__Work item__
Go through the data below and copy it exactly, skipping every picture.

__Provided data__
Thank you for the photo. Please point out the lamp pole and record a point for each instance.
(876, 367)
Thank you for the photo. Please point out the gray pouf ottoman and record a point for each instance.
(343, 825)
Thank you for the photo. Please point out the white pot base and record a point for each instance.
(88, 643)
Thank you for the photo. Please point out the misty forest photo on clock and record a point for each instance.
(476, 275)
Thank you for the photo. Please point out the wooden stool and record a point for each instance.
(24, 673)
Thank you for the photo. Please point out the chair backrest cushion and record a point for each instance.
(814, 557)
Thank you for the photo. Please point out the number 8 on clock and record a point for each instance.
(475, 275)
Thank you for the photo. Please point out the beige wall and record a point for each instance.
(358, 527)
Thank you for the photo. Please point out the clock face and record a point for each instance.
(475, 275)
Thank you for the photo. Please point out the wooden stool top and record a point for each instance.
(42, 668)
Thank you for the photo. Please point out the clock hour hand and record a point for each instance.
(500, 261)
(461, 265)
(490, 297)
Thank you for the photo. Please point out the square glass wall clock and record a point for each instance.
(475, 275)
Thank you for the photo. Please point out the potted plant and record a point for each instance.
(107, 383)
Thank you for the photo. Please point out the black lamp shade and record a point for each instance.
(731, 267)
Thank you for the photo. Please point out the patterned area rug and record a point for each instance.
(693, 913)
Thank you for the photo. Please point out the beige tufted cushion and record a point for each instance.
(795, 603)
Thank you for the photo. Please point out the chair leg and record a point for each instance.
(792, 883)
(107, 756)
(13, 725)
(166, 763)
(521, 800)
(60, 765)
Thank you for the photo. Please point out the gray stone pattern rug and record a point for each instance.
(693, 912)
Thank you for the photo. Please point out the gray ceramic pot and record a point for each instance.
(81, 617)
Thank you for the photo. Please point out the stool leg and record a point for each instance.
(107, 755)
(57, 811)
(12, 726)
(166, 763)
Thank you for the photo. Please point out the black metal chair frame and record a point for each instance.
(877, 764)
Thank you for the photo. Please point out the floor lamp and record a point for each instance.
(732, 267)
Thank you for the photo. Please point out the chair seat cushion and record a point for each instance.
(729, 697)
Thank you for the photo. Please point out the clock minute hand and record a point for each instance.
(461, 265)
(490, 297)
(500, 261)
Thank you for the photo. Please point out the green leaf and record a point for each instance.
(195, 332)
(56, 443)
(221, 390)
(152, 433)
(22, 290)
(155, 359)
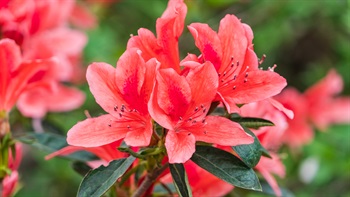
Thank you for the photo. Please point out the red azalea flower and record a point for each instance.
(15, 74)
(169, 28)
(180, 104)
(123, 93)
(299, 131)
(324, 107)
(267, 167)
(231, 52)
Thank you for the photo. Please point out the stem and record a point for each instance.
(150, 178)
(1, 186)
(131, 152)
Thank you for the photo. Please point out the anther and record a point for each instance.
(262, 59)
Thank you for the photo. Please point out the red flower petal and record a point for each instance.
(208, 43)
(233, 39)
(101, 79)
(173, 93)
(257, 86)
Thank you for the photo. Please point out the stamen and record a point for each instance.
(262, 59)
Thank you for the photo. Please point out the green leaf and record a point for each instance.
(99, 180)
(226, 166)
(180, 180)
(253, 123)
(51, 142)
(250, 153)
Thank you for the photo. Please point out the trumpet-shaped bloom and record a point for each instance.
(180, 104)
(169, 28)
(123, 93)
(15, 74)
(231, 52)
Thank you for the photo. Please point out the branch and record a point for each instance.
(150, 178)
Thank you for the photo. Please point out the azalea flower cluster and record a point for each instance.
(39, 31)
(156, 101)
(39, 54)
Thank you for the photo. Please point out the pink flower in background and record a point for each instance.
(123, 93)
(180, 104)
(318, 107)
(41, 29)
(299, 131)
(267, 167)
(231, 52)
(324, 106)
(16, 74)
(169, 28)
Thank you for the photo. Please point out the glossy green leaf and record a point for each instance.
(99, 180)
(180, 180)
(226, 166)
(250, 153)
(253, 123)
(51, 142)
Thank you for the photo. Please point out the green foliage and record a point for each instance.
(99, 180)
(250, 153)
(51, 142)
(179, 176)
(226, 166)
(253, 123)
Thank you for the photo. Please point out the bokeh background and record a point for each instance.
(305, 38)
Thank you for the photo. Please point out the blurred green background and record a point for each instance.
(305, 38)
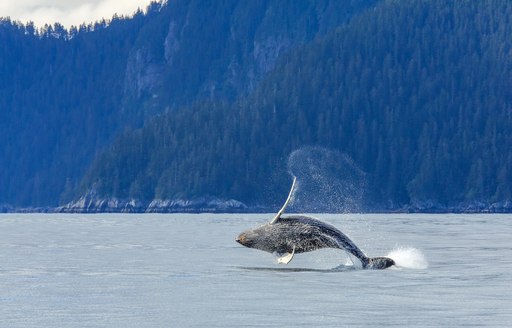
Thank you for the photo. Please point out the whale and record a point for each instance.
(286, 236)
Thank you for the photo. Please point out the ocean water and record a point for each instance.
(187, 271)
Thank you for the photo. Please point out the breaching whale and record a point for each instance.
(290, 235)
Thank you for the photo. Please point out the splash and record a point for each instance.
(410, 258)
(328, 181)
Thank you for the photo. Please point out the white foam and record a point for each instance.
(409, 257)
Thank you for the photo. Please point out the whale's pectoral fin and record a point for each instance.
(285, 259)
(281, 211)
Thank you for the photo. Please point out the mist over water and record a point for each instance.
(409, 257)
(328, 181)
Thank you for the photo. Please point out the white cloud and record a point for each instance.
(67, 12)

__Response below__
Thank you for the photo. Please point out the lamp pole and record a point for each instance.
(876, 367)
Thank you for the photo. Please point out the gray pouf ottoman and record a point for each instance.
(343, 825)
Thank you for the photo. Please point out the white pot base and record a point for each instance.
(88, 643)
Thank you for the photo. Please point out the misty forest photo on clock and record a point for each instance.
(476, 275)
Thank you for the photo. Please point out the wooden stool and record a point for each instance.
(24, 673)
Thank you for the photo. Please point out the chair backrest cushion and record a point for each instance.
(814, 557)
Thank you for the photo. Please point out the number 8 on clock and record a point for each instance.
(475, 275)
Thank you for the photo. Please point out the beige wall and record a point for each instance.
(358, 527)
Thank you for the photo. Please point out the clock face and record a point for each instance.
(475, 275)
Thank you for the photo. Please point out the wooden stool top and record a point for each instance.
(42, 668)
Thank you for the photo. Please point out the clock hour hand and record a point for each instance.
(500, 261)
(461, 265)
(490, 297)
Thank you for the photo. Please point out the square glass wall clock and record a point for each instance.
(475, 275)
Thank you for the photo. Please point out the potted plant and record a point for each instance.
(107, 383)
Thank you for the photo. Please point out the black lamp shade and record a point for each instance.
(731, 267)
Thank you for the photo. Please point out the patterned area rug and record a point for each instance.
(693, 913)
Thank you for the photo. Please point out the beige tufted cushion and record a point for each instance.
(795, 603)
Thank you for the photo. Please point out the chair leg and record a point for each instance.
(792, 883)
(107, 756)
(13, 725)
(166, 763)
(521, 800)
(60, 765)
Thank you for the photo. Please point out the gray stone pattern rug and record a point for each instance.
(693, 912)
Thank you for the photo. Please point out the gray ceramic pot and record a point for each instance.
(81, 617)
Thank you for the photo. Please point out the stool leg and record a point for each instance.
(107, 755)
(57, 811)
(12, 726)
(166, 763)
Thank you for the photo. Please point out the black metal chair frame and record a point for each instance.
(877, 764)
Thank you for the photo. Please point out the floor lamp and record a point for each instance.
(732, 267)
Thank you for the photo. Please point out the chair seat cushion and record a point for each instance.
(729, 697)
Thank you for the photo. Please point out the clock minute hand and record a point for each instance.
(461, 265)
(490, 297)
(500, 261)
Thank you for the photo. Please point out the green leaf and record a point for each instance.
(195, 332)
(56, 443)
(221, 390)
(152, 433)
(22, 290)
(155, 359)
Thank you for the photo. Please point out the red azalea flower and record a point for each instance.
(15, 74)
(169, 28)
(180, 104)
(123, 93)
(299, 131)
(324, 107)
(267, 167)
(231, 52)
Thank you for the photo. Please point out the stem and record a point for each instance.
(150, 178)
(1, 186)
(131, 152)
Thank you for the photo. Please point out the anther and record a point for each instance.
(262, 59)
Thank you for the photo. Please point out the red flower petal and record a point for each instance.
(208, 43)
(233, 39)
(101, 79)
(173, 93)
(257, 86)
Thank you for the photo. Please point out the stamen and record a point for each instance.
(262, 59)
Thank you for the photo. Please point out the green leaf and record a point for each instance.
(99, 180)
(226, 166)
(180, 180)
(253, 123)
(51, 142)
(250, 153)
Thank you for the photo. Please point out the trumpet-shaped bloom and record a point for each instance.
(180, 104)
(169, 28)
(123, 93)
(15, 74)
(231, 52)
Thank you for the photo. Please point out the branch and record a point for each instance.
(150, 178)
Thank you for the photo. Please point out the azalea flower cluster and record a point for each instance.
(39, 31)
(156, 101)
(39, 54)
Thank you for the photo. Please point out the pink flower in background and record a point for each instance.
(123, 93)
(180, 104)
(318, 107)
(41, 29)
(299, 131)
(267, 167)
(231, 52)
(324, 106)
(16, 74)
(169, 28)
Thank you for the photo. Please point out the glossy green leaf and record a point for each instance.
(99, 180)
(180, 180)
(226, 166)
(250, 153)
(253, 123)
(51, 142)
Thank you for the photo. Please point out the green foliage and record a point for each instance.
(99, 180)
(250, 153)
(51, 142)
(179, 176)
(226, 166)
(253, 123)
Thank you for the photo. Please point out the bokeh background and record a point for each instance.
(305, 38)
Thank you for the photo. Please point out the blurred green background and record a point for each instance.
(305, 38)
Thank you for the photo. Please point out the whale and record a point for each instance.
(286, 236)
Thank you for the photo. Please point out the ocean water and record a point for each instance.
(187, 271)
Thank you for the photo. Please point out the breaching whale and record a point for each instance.
(290, 235)
Thank you for the photo. Please point out the splash and record a point for each instance.
(410, 258)
(328, 181)
Thank you for the photo. Please point out the white foam and record a point for each instance.
(409, 257)
Thank you for the photo. Please point out the whale's pectoral fin and record a point for each instance.
(285, 259)
(281, 211)
Thank you for the photo. Please point out the mist over water and record a point for each instance.
(409, 257)
(328, 181)
Thank you for the photo. Please point out the white cloud and record a point for each instance.
(67, 12)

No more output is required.